→ **ASSIGNED TASK**: Wherever a line of the records contains "clicks", copy that line.

#### GIVEN RECORDS ####

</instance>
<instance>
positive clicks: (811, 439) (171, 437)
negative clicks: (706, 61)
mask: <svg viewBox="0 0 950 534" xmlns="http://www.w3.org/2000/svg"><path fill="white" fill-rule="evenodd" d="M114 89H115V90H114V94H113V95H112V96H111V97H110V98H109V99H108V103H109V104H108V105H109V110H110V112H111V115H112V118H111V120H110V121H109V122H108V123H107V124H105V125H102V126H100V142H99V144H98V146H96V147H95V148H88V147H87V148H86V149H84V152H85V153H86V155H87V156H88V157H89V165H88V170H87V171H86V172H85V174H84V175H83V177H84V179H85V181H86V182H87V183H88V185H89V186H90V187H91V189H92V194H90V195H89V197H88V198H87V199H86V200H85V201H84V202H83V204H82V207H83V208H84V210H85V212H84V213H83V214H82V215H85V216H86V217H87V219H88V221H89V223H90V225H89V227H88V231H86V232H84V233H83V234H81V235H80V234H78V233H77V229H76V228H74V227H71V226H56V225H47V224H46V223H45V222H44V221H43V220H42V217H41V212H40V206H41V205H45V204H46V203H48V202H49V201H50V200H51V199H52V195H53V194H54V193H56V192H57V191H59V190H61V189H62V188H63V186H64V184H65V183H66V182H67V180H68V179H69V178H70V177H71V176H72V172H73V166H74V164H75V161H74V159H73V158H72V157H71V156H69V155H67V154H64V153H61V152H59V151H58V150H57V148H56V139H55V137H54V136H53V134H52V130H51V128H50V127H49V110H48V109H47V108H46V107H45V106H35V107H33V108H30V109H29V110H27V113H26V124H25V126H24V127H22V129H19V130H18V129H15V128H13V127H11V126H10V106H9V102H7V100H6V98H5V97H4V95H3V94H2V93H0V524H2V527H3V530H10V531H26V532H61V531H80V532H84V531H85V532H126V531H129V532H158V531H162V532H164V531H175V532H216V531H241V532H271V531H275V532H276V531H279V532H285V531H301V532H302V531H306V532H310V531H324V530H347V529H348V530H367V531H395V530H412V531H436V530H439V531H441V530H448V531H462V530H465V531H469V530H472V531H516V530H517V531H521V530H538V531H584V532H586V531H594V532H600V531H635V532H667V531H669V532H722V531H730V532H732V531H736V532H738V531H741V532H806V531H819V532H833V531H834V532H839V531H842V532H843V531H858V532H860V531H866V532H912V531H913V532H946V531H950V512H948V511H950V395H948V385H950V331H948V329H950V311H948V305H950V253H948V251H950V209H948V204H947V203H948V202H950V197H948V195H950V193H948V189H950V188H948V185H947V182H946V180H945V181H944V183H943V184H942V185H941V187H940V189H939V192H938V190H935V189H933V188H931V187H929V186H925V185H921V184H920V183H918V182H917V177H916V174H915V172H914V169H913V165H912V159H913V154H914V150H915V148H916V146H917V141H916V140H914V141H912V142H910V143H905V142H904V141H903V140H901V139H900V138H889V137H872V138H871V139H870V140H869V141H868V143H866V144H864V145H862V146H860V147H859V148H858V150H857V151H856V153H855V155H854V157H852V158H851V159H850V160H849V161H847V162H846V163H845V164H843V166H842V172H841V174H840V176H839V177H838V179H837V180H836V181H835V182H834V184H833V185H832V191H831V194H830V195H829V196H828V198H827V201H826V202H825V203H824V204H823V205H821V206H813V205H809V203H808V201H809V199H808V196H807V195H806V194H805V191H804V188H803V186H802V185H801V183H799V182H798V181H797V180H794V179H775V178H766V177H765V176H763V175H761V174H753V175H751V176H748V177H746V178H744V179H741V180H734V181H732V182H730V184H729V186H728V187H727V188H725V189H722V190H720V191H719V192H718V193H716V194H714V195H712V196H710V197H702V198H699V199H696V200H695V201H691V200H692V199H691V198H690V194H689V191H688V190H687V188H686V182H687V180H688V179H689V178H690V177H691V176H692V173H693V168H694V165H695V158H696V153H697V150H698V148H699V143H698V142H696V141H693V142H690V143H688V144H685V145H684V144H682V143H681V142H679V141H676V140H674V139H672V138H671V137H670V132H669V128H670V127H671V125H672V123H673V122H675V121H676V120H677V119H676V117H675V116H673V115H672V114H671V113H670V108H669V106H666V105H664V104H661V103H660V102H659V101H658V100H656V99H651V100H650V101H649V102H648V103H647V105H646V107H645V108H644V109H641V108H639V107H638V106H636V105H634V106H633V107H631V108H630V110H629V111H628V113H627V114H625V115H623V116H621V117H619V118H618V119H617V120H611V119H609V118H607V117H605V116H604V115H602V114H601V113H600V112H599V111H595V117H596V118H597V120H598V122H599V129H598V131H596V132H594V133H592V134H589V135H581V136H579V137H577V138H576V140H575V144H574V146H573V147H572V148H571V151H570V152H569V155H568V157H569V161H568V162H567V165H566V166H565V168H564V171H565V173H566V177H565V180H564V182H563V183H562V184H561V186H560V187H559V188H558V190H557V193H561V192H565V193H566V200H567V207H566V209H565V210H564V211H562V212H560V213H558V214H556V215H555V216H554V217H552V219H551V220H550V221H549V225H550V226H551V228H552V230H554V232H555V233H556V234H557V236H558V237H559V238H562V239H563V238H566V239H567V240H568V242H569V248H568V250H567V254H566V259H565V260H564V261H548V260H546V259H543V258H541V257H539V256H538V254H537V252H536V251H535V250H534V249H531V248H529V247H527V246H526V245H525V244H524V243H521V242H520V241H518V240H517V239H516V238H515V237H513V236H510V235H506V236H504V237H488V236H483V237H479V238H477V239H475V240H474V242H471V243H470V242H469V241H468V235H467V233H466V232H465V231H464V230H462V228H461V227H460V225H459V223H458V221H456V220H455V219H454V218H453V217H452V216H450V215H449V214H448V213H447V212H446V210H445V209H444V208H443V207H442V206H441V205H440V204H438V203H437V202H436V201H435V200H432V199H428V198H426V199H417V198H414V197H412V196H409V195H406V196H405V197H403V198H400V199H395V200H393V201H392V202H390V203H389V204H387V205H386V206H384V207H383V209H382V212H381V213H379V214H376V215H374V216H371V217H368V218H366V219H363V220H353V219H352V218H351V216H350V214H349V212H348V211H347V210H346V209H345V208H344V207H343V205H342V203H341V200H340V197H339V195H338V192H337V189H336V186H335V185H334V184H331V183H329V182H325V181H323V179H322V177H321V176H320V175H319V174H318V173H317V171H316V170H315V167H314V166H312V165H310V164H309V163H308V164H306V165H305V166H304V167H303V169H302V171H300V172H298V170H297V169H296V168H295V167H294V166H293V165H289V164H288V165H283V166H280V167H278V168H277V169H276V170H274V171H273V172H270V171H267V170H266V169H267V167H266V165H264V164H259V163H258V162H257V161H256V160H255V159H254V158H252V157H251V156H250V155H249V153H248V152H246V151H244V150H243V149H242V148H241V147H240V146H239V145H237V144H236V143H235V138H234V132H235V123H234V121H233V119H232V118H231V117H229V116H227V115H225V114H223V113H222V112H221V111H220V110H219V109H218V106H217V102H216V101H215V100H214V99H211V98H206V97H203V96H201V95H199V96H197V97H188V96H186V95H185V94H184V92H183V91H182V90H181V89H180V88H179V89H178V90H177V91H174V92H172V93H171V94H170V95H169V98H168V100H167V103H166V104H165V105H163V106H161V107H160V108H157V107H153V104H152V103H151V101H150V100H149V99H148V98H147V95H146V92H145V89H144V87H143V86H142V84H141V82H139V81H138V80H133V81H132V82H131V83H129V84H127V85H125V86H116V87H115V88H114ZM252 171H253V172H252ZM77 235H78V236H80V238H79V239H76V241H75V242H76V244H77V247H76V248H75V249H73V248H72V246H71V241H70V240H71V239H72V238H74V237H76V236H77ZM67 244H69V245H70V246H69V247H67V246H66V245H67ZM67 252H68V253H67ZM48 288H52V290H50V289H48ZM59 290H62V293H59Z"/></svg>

####

→ **SOLUTION TO THE PROBLEM**:
positive clicks: (811, 439) (171, 437)
negative clicks: (706, 61)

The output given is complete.